◆ **正文节选**:
== == ==
• Harbor镜像迁移


    背景说明

    在早期生产环境尝试使用docker的时候,虽然使用了harbor作为镜像仓库,但是并没有做好相关存储规划,所有的镜像都直接存储到了harbor本地。随着业务发展,本地存储已无法满足镜像存储需求。

    解决方案有两种:

    1. 使用共享文件系统存储,比如glusterfs,直接挂载本地的harbor存储目录当中。在此之前,只需要先把harbor本地目录中的文件拷贝到glusterfs当中即可。
    2. 部署一套新的harbor,直接使用共享存储作为镜像后端存储。将现有harbor中的所有镜像全量同步到新的harbor当中。

    这两种方式操作起来从复杂度上来讲,都还好。但我们线上glusterfs面临下线。所以选择了第二种方式。

    第二种方式,其实就是找一台新的机器,部署一套新的harbor,直接使用新的存储,无论是文件系统也好,对象存储也罢。然后使用harbor自带的主从复制即可完成镜像的全量同步。在此过程中,甚至不用停机。

    但是,第二种方式,要求新部署的harbor版本与原harbor版本一致。我们原来的harbor版本比较低,而且很久没升级了,我这人有强迫症,觉得既然要搞,就干脆一步到位。直接使用最新版本的harbor部署了新的节点。这样一来,就没办法再使用原生的主从同步方式来完成镜像的同步了。

    于是只好自己写脚本,基于harbor的rest api来完成镜像的导出与导入。

    方案实现

    先简单说下脚本的整执行流程:

    1. 先实现一个request来完成harbor的登录,获取session
    2. 获取所有的project
    3. 循环所有的project,获取所有的repositories
    4. 获取repositories的所有tag
    5. 根据repositories和tag拼接完整的镜像名称
    6. 连接两边的harbor,通过docker pull的方式从原harbor中拉取镜像,再通过docker push的方式将镜像推送到新harbor当中,然后删除本地镜像。
    7. 在上面的过程中,还做了个事情,每个镜像推送之后,都会将其镜像名称作为key,将其状态作为value保存到redis中。以备事后处理推送失败的镜像。

    依赖组件:

    1. redis: 上面说了,依赖redis保存其推送状态

    后续改进:

    1. 因为我这是在内网中跑,没有对http请求作任何校验,默认直接认为其成功,没做异常处理。
    2. 当前脚本可以开多个进程同时跑,以提供高好的性能。依赖redis对当前正在执行的镜像加锁。更好的方式,是在脚本中,直接以多进程的方式来实现。

    下面直接上代码:

    #!/usr/bin/env python
    # -*- coding: utf-8 -*-
    
    
    import requests
    import subprocess
    import json
    import redis
    import sys
    
    
    class RequestClient(object):
    
        def __init__(self, login_url, username, password):
            self.username = username
            self.password = password
            self.login_url = login_url
            self.session = requests.Session()
== == ==
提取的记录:

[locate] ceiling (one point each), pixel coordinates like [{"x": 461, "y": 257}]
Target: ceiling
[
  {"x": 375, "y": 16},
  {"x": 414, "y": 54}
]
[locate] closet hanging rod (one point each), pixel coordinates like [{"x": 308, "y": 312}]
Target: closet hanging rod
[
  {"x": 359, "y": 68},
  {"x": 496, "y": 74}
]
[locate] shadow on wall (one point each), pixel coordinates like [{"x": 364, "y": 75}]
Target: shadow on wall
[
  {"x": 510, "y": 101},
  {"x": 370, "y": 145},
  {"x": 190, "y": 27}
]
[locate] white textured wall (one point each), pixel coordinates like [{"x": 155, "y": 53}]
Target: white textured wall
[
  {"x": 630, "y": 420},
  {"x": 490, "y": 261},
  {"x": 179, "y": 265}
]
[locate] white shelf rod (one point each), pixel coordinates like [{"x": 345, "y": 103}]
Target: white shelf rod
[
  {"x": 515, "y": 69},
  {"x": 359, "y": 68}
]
== == ==
◆ **练习任务**:
A. 在介绍Harbor镜像迁移的正文中,作者在两种解决方案里为什么选择了第二种?
B. 请从Harbor镜像迁移正文最后一行代码之后接着写下去。

◆ **参考答案**:
A. 因为线上的glusterfs面临下线。

B.
            self.login()
    
        def login(self):
            self.session.post(self.login_url, params={"principal": self.username, "password": self.password})
    
    
    class HarborRepos(object):
    
        def __init__(self, harbor_domain, harbor_new_domain, password, new_password, schema="https", new_schema="https",
                     username="admin", new_username="admin"):
            self.schema = schema
            self.harbor_domain = harbor_domain
            self.harbor_new_domain = harbor_new_domain
            self.harbor_url = self.schema + "://" + self.harbor_domain
            self.login_url = self.harbor_url + "/login"
            self.api_url = self.harbor_url + "/api"
            self.pro_url = self.api_url + "/projects"
            self.repos_url = self.api_url + "/repositories"
            self.username = username
            self.password = password
            self.client = RequestClient(self.login_url, self.username, self.password)
    
            self.new_schema = new_schema
            self.harbor_new_url = self.new_schema + "://" + self.harbor_new_domain
            self.login_new_url = self.harbor_new_url + "/c/login"
            self.api_new_url = self.harbor_new_url + "/api"
            self.pro_new_url = self.api_new_url + "/projects"
            self.new_username = new_username
            self.new_password = new_password
            self.new_client = RequestClient(self.login_new_url, self.new_username, self.new_password)
    
        def __fetch_pros_obj(self):
            # TODO
            self.pros_obj = self.client.session.get(self.pro_url).json()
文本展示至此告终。